## Secção do documento
───
Há um santo da cultura cabo-verdiana, muito invocado, e justamente, no norte do nosso arquipélago a propósito de quase tudo. Na questão linguística é convenientemente esquecido, porque escreveu uma grande verdade inconveniente: que certas variedades não poderiam nunca servir de base ou padrão, em razão da sua incompletude vocálica e do encontro consonântico áspero, lição essa que temos bem presente quando abordámos esta questão, mas as mestras falsificadoras da pandialetalidade fingem desconhecer, porque ficam sem pé, mesmo na região lá onde os fincaram manhosamente, mas não triunfarão.

O golpe diatópico, disfarçado de pandialetalidade, vem levantar uma tormenta num processo de acalmia e esclarecimento, um trabalho de décadas, que agora fica seriamente comprometido pela gula supremacista/bairrista de uns, e pela indisfarçável cobardia ou conivência de outros que, conscientes da golpada, ainda assim a acobertaram, em nome dos seus mesquinhos interesses. Mas como diz o dito popular «é tão ladrão aquele que vai à horta, como o que guarda a porta».

Como disse, há momentos na vida em que um homem está obrigado a escolher um desígnio maior do que a soma de todas as suas legítimas ambições. E o nosso hoje, abandonando o conforto de poeta reconhecido num outro idioma (vaidade por vaidade, debaixo dos céus só existe vaidade), é a língua cabo-verdiana na sua pluralidade de matizes diatópicas, que não se confunde com qualquer esquema de subtração fraudulenta dos legítimos direitos linguísticos de qualquer ilha ou parte do povo desta terra. Logo, este artigo, sendo o desmascarar duma tentativa grotesca de golpe linguístico, é também um manifesto pela pluralidade, que nem a necessidade futura de adoção de uma norma-padrão natural, ou supra/interdialetal de qualquer feição deve eliminar do quotidiano linguístico do povo das ilhas e suas diásporas. Afinal, andaram anos e anos  a agitar o inexistente fantasma da tentativa de imposição da variante/matriz de Santiago, e à primeira oportunidade (pensaram elas) foi o que se viu. O fantasma era apenas o pano vermelho para o touro (para não enxergar mais nada), ou a mão do prestidigitador que prende a atenção do espetador, enquanto a outra executa a verdadeira operação, tida por magia. Mas vão perceber, mais cedo do que tarde, que se enganaram. (Que oiçam uns versos da célebre canção «joaninha namorada», do extinto agrupamento Tulipa Negra). No entanto, terão destruído com esse ato calculado e despudorado as pontes de confiança e acalmia que se vinham construindo entre as regiões linguísticas do nosso país arquipelágico, nação una, ainda que por necessidade reconhecidamente diasporizada.
───
## Excertos de linhas
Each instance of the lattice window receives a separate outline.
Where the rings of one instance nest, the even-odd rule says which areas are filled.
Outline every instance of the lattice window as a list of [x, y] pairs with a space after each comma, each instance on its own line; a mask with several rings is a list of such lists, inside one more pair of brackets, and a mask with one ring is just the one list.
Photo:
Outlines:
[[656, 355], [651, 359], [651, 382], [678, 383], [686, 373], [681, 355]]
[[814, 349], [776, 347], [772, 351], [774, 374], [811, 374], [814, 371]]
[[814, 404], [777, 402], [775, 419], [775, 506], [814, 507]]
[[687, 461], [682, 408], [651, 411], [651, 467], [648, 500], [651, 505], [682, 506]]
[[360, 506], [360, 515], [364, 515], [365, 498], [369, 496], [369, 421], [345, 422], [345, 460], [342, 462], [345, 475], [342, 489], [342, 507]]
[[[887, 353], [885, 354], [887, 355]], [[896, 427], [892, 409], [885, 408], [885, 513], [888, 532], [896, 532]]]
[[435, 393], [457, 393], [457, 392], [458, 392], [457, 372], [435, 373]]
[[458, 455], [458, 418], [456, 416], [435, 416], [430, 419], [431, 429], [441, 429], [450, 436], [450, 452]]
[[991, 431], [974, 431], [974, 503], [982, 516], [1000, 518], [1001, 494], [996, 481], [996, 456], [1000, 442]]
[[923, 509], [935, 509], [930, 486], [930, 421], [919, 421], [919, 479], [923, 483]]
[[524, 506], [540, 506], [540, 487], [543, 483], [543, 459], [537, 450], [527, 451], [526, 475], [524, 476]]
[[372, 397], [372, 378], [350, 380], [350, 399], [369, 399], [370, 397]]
───
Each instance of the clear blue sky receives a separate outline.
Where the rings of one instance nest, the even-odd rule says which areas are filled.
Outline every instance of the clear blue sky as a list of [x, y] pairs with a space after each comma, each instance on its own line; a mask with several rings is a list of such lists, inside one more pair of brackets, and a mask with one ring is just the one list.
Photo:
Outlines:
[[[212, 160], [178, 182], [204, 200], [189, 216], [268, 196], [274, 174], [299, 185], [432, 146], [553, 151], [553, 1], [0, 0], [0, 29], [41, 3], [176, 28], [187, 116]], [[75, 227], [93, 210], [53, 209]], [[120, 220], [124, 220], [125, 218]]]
───
## Tarefa proposta
Transcreva sem alterações a passagem do texto sobre a língua cabo-verdiana, começando nas palavras "Há um santo" e parando depois de "manhosamente, mas não triunfarão.". As linhas não guardam qualquer relação com o texto sobre a língua cabo-verdiana.

## Resposta completa
Há um santo da cultura cabo-verdiana, muito invocado, e justamente, no norte do nosso arquipélago a propósito de quase tudo. Na questão linguística é convenientemente esquecido, porque escreveu uma grande verdade inconveniente: que certas variedades não poderiam nunca servir de base ou padrão, em razão da sua incompletude vocálica e do encontro consonântico áspero, lição essa que temos bem presente quando abordámos esta questão, mas as mestras falsificadoras da pandialetalidade fingem desconhecer, porque ficam sem pé, mesmo na região lá onde os fincaram manhosamente, mas não triunfarão.